INSTRUCTION: Copy the stretch of records from the line containing "# test: pin the white rectangular" through the line containing "point(848, 89)", swapping "drinking glass" for "water glass" wherever it occurs and leaving everything else unchanged.

INFORMATION PROVIDED:
....

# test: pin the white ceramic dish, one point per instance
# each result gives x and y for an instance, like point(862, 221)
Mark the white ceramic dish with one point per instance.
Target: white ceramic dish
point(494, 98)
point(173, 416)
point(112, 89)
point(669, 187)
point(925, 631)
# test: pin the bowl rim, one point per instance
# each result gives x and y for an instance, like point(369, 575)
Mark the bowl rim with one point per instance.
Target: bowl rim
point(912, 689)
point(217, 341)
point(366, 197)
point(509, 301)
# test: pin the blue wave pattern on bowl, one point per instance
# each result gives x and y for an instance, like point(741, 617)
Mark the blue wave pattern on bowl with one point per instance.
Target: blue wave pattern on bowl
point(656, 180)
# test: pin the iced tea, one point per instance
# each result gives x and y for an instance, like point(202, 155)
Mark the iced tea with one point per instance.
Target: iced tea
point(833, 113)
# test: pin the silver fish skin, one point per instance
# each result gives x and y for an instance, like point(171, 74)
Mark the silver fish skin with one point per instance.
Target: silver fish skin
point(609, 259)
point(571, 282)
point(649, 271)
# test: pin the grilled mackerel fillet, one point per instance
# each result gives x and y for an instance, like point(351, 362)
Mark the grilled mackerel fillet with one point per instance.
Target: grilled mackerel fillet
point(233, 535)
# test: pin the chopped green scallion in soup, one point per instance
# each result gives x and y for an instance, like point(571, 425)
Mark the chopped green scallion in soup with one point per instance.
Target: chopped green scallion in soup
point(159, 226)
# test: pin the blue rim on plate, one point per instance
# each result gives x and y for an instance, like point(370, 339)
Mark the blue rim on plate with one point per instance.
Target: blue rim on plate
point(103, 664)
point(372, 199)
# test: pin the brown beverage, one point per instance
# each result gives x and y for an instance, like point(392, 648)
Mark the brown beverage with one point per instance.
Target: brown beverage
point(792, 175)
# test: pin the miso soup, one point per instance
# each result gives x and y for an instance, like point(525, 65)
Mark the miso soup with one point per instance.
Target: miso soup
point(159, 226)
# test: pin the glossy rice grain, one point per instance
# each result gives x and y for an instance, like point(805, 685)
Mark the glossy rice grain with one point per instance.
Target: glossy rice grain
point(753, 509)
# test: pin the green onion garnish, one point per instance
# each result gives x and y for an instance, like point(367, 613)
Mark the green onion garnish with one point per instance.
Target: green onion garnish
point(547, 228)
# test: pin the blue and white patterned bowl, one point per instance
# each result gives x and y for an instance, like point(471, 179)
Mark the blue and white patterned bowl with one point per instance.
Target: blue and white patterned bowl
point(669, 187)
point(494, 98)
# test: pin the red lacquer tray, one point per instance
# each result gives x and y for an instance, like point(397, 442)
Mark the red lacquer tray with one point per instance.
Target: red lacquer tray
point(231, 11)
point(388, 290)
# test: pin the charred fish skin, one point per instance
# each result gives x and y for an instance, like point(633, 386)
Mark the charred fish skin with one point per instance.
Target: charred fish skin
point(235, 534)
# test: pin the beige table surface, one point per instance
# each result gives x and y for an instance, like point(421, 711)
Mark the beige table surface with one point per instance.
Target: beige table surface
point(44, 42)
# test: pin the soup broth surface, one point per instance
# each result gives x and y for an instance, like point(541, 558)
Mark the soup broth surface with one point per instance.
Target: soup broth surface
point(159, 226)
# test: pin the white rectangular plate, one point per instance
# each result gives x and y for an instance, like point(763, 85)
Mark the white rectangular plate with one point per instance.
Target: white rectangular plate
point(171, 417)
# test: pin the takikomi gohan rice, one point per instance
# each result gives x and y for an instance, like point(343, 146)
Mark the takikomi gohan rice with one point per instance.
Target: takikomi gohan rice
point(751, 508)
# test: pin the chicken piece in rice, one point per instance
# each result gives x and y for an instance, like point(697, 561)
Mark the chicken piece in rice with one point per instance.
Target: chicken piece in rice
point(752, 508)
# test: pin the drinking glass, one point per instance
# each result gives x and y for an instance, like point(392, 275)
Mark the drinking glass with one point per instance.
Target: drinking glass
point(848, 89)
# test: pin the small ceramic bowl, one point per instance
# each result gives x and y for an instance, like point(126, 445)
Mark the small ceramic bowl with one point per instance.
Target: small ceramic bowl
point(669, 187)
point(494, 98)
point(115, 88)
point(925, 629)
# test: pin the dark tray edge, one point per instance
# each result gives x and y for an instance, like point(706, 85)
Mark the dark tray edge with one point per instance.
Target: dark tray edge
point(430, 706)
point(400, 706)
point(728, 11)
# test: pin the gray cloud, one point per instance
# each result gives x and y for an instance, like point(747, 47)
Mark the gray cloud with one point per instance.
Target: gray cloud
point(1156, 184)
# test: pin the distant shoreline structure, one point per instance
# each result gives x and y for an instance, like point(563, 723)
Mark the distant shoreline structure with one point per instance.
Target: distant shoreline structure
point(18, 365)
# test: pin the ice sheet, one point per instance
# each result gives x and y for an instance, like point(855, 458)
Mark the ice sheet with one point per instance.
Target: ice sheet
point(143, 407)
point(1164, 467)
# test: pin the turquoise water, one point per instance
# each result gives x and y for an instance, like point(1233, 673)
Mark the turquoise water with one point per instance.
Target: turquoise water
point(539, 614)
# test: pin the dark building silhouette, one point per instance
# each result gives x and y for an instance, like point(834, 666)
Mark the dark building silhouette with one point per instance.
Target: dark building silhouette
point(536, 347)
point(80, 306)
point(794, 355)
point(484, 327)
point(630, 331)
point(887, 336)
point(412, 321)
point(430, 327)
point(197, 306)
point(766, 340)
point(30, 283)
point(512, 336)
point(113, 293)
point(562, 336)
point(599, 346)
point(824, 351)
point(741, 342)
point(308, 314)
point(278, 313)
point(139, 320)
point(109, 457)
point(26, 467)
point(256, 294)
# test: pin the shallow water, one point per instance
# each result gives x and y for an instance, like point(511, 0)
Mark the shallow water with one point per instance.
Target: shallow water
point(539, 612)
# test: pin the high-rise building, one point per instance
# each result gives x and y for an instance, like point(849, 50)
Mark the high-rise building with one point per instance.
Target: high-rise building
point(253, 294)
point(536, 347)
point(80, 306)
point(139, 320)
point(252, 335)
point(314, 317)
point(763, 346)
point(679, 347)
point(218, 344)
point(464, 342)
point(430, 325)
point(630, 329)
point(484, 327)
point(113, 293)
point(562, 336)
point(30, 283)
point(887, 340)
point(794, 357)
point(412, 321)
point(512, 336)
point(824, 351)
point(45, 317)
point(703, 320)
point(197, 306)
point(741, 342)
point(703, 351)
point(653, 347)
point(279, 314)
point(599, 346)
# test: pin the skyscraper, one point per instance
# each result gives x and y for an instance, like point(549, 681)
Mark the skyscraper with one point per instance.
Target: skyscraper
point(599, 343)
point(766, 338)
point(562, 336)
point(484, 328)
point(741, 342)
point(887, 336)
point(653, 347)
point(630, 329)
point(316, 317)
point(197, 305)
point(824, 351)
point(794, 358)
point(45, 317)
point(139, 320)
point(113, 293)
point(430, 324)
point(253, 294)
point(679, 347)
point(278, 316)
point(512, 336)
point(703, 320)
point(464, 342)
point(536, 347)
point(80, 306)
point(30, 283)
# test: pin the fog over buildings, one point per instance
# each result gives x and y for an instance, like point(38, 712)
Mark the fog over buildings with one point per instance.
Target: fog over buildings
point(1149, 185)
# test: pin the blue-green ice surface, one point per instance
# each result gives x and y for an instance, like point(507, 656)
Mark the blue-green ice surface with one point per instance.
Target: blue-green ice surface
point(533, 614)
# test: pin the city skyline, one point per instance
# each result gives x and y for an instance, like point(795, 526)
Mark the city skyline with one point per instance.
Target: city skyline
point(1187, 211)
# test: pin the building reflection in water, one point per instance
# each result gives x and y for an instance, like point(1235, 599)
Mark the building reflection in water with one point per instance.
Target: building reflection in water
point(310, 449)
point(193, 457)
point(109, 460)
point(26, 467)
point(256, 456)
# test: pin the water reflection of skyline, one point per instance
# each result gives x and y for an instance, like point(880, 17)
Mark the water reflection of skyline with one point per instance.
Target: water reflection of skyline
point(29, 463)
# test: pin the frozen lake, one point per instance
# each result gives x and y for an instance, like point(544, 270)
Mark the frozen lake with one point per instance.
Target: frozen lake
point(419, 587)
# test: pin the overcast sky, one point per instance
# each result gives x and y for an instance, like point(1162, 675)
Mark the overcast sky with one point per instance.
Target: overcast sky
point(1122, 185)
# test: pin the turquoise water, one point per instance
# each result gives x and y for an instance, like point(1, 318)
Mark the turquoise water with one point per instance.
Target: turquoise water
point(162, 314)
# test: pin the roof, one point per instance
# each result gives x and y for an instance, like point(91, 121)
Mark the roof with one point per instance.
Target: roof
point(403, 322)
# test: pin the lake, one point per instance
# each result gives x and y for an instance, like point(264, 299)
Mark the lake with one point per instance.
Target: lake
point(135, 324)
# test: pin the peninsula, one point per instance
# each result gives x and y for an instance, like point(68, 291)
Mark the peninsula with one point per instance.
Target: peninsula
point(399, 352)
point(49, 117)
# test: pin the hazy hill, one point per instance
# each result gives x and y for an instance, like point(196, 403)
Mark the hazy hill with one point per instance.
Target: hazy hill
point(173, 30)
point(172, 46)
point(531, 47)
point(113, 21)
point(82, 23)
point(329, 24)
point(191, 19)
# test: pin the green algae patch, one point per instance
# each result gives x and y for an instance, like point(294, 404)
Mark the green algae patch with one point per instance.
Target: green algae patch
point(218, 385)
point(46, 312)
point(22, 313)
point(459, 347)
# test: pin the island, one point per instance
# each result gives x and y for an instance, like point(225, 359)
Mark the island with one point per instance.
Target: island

....

SOLVED EXERCISE:
# test: pin the white rectangular plate, one point per instance
# each result gives x and y for an instance, like point(763, 85)
Mark the white rectangular plate with one point per instance.
Target: white rectangular plate
point(171, 417)
# test: pin the takikomi gohan rice, one point per instance
# each result gives x and y for an instance, like point(343, 146)
Mark the takikomi gohan rice with one point per instance.
Target: takikomi gohan rice
point(751, 508)
# test: pin the chicken piece in rice, one point per instance
# each result gives x and y for an instance, like point(697, 561)
Mark the chicken piece in rice with one point per instance.
Target: chicken piece in rice
point(752, 508)
# test: pin the water glass, one point per instance
# each result gives x and y for an instance, like point(392, 275)
Mark the water glass with one point per instance.
Target: water glass
point(848, 89)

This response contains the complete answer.